YOUR GOAL.
Which lines of the entries below hold the word "floor"? Report each of them.

[Records excerpted from a collection]
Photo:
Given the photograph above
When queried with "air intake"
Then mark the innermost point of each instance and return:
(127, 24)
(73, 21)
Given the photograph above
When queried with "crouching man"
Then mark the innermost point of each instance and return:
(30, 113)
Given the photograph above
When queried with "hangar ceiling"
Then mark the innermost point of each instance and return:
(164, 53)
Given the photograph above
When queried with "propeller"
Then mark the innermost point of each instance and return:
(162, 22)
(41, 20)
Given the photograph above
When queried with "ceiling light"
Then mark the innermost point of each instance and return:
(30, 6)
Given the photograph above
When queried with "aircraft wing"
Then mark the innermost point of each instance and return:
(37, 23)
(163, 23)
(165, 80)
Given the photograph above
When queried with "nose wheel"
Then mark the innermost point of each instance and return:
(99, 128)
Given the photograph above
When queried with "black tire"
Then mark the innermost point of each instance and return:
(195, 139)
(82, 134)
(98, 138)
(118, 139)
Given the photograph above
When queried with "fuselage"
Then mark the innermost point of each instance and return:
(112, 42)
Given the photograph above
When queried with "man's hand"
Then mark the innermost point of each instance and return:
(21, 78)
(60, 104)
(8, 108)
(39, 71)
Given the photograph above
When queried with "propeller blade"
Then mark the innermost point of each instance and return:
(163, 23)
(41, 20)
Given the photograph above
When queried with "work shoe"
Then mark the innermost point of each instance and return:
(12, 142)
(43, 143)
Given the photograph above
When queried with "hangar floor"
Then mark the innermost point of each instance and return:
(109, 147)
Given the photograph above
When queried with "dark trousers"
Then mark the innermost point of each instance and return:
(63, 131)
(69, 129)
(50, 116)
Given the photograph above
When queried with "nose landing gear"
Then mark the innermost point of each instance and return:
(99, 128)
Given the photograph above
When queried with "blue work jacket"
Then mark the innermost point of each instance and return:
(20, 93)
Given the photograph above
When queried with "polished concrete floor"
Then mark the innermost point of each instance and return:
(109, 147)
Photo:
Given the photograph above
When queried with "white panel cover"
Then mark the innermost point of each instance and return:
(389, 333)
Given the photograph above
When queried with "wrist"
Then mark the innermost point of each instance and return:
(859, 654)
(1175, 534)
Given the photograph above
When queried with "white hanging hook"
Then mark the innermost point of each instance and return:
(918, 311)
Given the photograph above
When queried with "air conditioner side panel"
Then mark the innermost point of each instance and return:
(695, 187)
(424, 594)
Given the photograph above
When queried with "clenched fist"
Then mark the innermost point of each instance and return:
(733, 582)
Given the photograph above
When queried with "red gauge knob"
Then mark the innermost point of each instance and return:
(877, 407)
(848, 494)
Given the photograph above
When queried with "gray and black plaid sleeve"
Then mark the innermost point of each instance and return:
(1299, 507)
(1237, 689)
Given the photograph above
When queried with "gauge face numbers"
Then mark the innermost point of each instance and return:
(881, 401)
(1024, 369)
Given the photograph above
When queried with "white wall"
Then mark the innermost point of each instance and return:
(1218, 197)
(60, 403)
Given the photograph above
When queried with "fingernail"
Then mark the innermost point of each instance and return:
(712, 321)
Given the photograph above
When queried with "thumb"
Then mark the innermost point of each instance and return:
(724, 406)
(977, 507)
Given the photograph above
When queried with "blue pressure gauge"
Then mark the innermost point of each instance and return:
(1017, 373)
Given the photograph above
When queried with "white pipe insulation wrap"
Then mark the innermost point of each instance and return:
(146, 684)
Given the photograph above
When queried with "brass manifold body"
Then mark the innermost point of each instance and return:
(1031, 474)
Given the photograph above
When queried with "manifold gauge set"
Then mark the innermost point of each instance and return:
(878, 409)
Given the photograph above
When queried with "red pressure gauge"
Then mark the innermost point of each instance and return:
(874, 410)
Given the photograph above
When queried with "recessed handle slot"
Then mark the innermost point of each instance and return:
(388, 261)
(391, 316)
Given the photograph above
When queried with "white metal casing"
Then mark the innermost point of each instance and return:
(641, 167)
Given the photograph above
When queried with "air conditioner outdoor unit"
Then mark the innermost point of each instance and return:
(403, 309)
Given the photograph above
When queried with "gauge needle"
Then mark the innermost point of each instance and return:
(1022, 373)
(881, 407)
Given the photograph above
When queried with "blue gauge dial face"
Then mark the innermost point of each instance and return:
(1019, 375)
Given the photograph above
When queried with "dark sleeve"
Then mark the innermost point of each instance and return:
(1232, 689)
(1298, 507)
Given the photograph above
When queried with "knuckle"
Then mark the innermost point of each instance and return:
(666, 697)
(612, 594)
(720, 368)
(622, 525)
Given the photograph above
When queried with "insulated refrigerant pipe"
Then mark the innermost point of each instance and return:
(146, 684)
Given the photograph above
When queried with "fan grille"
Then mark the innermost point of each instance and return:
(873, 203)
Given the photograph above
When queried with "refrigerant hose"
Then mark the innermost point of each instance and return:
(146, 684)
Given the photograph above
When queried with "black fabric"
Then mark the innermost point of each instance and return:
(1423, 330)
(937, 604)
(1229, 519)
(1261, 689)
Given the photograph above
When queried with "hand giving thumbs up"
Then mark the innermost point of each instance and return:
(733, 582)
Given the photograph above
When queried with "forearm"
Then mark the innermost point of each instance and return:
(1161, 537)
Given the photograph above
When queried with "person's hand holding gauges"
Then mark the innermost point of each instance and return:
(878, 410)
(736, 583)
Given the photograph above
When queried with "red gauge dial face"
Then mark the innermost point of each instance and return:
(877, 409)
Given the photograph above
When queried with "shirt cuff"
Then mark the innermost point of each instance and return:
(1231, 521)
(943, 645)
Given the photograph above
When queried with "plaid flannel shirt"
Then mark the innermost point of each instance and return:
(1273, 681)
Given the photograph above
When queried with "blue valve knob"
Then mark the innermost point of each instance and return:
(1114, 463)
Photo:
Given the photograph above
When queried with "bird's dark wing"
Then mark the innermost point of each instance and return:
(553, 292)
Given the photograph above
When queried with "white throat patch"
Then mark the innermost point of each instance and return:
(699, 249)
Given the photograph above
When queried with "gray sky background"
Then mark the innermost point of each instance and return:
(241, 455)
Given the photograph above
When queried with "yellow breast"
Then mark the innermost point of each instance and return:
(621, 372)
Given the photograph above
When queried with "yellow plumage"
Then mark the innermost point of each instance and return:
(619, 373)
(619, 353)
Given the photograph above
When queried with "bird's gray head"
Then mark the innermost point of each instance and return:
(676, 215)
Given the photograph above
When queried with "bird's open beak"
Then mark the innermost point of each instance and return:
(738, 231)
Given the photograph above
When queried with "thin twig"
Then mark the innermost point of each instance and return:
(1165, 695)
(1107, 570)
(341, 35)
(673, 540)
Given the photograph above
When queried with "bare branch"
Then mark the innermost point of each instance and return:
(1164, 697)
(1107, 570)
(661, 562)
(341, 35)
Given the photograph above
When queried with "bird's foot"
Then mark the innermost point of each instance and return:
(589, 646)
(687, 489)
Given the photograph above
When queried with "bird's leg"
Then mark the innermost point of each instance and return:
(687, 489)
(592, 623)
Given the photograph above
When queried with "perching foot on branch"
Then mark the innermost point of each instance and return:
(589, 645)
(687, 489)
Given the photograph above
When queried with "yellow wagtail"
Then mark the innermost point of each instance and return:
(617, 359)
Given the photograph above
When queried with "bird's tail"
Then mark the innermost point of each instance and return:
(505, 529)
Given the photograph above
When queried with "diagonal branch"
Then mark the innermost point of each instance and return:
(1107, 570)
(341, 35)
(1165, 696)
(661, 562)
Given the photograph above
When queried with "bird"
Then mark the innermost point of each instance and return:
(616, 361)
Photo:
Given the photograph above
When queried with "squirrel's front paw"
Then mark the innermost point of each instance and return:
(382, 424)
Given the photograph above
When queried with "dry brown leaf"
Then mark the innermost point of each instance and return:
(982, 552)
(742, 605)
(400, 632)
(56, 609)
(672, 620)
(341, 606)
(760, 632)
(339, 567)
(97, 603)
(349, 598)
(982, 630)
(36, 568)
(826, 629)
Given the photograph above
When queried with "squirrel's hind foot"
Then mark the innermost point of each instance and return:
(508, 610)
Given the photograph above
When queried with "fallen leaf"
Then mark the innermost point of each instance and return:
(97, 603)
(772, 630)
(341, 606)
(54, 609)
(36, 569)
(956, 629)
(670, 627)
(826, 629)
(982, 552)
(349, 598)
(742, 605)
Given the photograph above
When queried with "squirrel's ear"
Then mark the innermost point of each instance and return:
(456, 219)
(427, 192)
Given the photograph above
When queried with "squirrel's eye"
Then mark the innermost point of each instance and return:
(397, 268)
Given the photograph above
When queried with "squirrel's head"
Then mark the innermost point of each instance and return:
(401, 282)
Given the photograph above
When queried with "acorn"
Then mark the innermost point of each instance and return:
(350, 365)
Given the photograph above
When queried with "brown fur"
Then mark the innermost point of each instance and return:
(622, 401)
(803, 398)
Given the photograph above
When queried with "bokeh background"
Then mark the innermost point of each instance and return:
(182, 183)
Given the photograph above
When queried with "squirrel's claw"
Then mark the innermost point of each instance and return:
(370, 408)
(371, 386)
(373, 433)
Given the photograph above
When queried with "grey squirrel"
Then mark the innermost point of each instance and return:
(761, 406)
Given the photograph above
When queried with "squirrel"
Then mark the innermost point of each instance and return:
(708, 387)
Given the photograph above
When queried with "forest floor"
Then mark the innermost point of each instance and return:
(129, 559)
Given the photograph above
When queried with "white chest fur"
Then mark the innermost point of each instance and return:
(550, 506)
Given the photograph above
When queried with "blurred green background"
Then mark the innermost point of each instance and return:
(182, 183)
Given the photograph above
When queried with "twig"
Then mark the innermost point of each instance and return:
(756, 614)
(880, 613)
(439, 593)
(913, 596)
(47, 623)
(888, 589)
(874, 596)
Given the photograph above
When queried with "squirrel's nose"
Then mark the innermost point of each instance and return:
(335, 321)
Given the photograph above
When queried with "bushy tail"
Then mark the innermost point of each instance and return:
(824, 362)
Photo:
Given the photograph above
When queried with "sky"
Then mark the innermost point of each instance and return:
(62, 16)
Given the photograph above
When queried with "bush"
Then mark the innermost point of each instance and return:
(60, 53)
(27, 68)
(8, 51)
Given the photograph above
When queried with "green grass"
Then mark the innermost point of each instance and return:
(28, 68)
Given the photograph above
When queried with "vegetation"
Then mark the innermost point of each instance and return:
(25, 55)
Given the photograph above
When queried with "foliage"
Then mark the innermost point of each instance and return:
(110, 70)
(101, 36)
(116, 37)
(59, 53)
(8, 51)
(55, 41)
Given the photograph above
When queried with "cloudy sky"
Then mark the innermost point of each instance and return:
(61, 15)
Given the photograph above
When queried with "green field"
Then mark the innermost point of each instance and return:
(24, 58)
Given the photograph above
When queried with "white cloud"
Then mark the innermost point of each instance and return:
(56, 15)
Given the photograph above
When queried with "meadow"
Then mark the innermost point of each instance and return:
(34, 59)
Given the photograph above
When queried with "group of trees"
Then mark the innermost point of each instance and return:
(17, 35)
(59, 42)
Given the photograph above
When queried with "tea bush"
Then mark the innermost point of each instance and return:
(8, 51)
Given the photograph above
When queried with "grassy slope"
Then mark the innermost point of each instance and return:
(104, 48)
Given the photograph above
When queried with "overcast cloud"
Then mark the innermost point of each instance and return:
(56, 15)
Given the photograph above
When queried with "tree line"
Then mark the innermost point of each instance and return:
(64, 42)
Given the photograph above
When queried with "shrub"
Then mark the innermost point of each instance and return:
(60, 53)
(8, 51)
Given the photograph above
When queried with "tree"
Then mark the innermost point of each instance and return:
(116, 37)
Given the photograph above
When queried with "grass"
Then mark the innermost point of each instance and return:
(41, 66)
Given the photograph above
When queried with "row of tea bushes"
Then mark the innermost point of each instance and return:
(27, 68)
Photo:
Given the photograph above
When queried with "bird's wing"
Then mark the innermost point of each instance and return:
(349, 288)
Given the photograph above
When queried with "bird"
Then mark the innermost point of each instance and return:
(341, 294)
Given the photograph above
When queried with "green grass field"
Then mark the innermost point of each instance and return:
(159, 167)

TASK RESPONSE.
When queried with "hangar floor"
When queried with "polished concrete floor"
When queried with "forest floor"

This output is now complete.